▸ What is needed: Scan the records that follow, and whenever a line has the word "yellow", copy it.

▸ Information provided:
⁂
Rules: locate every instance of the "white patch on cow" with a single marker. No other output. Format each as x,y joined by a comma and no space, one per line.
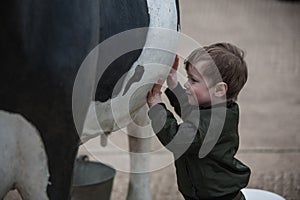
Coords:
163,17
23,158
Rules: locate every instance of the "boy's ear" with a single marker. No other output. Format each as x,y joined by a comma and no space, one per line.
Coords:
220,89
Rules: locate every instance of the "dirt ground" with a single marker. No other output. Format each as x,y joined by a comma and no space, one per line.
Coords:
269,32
⁂
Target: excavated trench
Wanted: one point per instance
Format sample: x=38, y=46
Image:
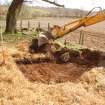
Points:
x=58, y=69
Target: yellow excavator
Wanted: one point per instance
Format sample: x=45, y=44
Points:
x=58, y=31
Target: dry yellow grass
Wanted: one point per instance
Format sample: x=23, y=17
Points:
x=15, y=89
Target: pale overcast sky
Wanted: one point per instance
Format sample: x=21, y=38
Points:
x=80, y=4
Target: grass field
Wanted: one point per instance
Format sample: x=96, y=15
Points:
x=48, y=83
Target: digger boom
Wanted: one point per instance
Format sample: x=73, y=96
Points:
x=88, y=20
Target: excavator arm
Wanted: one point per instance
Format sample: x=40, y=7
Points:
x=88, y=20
⁂
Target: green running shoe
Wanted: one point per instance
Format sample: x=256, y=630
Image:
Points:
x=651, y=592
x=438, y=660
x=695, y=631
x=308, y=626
⁂
▸ Written answer:
Target: yellow excavator
Target: dry yellow grass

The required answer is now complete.